Document ::

*****

Skip to main content

WAS Service Update: April– May 2012 http://was.cdlib.org

WAS Service Description

The Web Archiving Service (WAS) enables librarians, archivists and researchers to capture, curate and preserve websites and web‐published materials.   WAS makes it easy to build web archives, with scheduling and other tools to help manage your archive.  You control public access to your archives and can configure the appearance and navigation of each archive.  We also provide collection development consultation and help desk support for web archiving questions.

WAS Service Manager

Tracy Seneca tracy.seneca@ucop.edu or washelp@ucop.edu

Additional WAS Information (training materials, videos, guides, etc.) More information about WAS is available at <was.cdlib.org> or by sending an inquiry to <washelp@ucop.edu>

WAS Harvest and Collection Activity, April – May 2012

• 102 archives actively collected
• 2,313 sites collected
• 2.9 TB of data collected

Recent Enhancements, News, and Activities

International Internet Preservation Consortium General Assembly The IIPC General Assembly took place in early May in Washington DC, with CDL participating as a long-standing member, and actively engaged in the IIPC’s Access Working Group.  The consortium is composed of a growing range of national libraries, academic institutions and other organizations engaged in web archiving.  The IIPC actively promotes the development of open source tools, standards and best practices in web archiving.

The Broad Value of Web Archives: General Use  The opening day of the IIPC assembly was devoted to an open session on talks devoted to researcher use of web archived data.  These sessions presented direct researcher use cases of data derived from web archives.  A WAS News posting on researcher Kalev Leetaru’s work on the mutability of White House Press releases on the web is available at: http://cdlib.org/2012/05/31/11716, and further findings from these presentations will be shared in the upcoming weeks.  The slides for these
sessions are available at (http://netpreserve.org/events/2012ga.php), and video interviews with the researchers who presented will be made available in the future.

*****

Dataset excerpt ::
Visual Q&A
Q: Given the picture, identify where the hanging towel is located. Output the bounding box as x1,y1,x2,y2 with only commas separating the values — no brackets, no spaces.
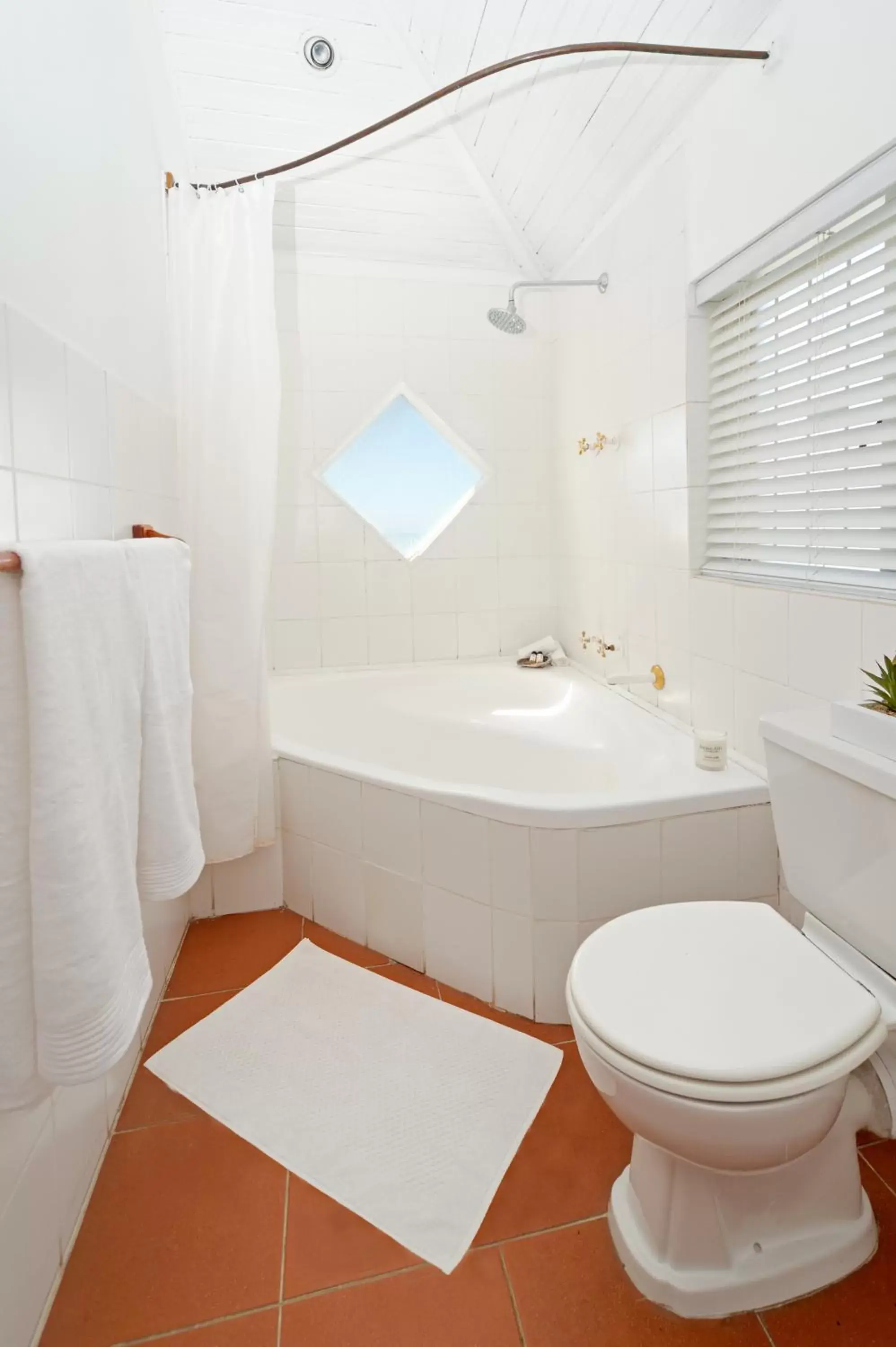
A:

*****

What this exercise asks ::
1. According to the WAS service update, how much data was collected during April–May 2012?
2. Pick up the WAS service update after its last sentence and continue it.

Answers per task ::
1. 2.9 TB

2.
2012 General Assembly Outcomes

Harvesting Working Group Tracy Seneca, CDL’s Web Archiving Service Manager will co-chair the IIPC Harvesting Working Group.  This working group has been at the heart of the IIPC’s activity since its inception in 2003.  The HWG guides the development priorities and process for Heritrix, the harvester behind the Web Archiving Service, the Internet Archive, the Archive-It service, the NetArchive Suite, the Web Curator Tool, and the majority of locally built web harvesting systems.  Heritirx currently stands at a cross-road in its development, with a need to foster more truly collaborative community development on future enhancements to the crawler.  This will be a noteworthy responsibility and highlights the significant role that CDL plays in IIPC.
Tracy will be setting down her prior role in the Access Working Group, and the IIPC Steering Committee has indicated that a curator from a UC Campus would be welcome to take up involvement in that working group as part of CDL’s membership in the organization.  We will be communicating with UC WAS administrators and curators about prospects for participation.  We would love for UC web archivists to have a chance to be involved in broader initiatives!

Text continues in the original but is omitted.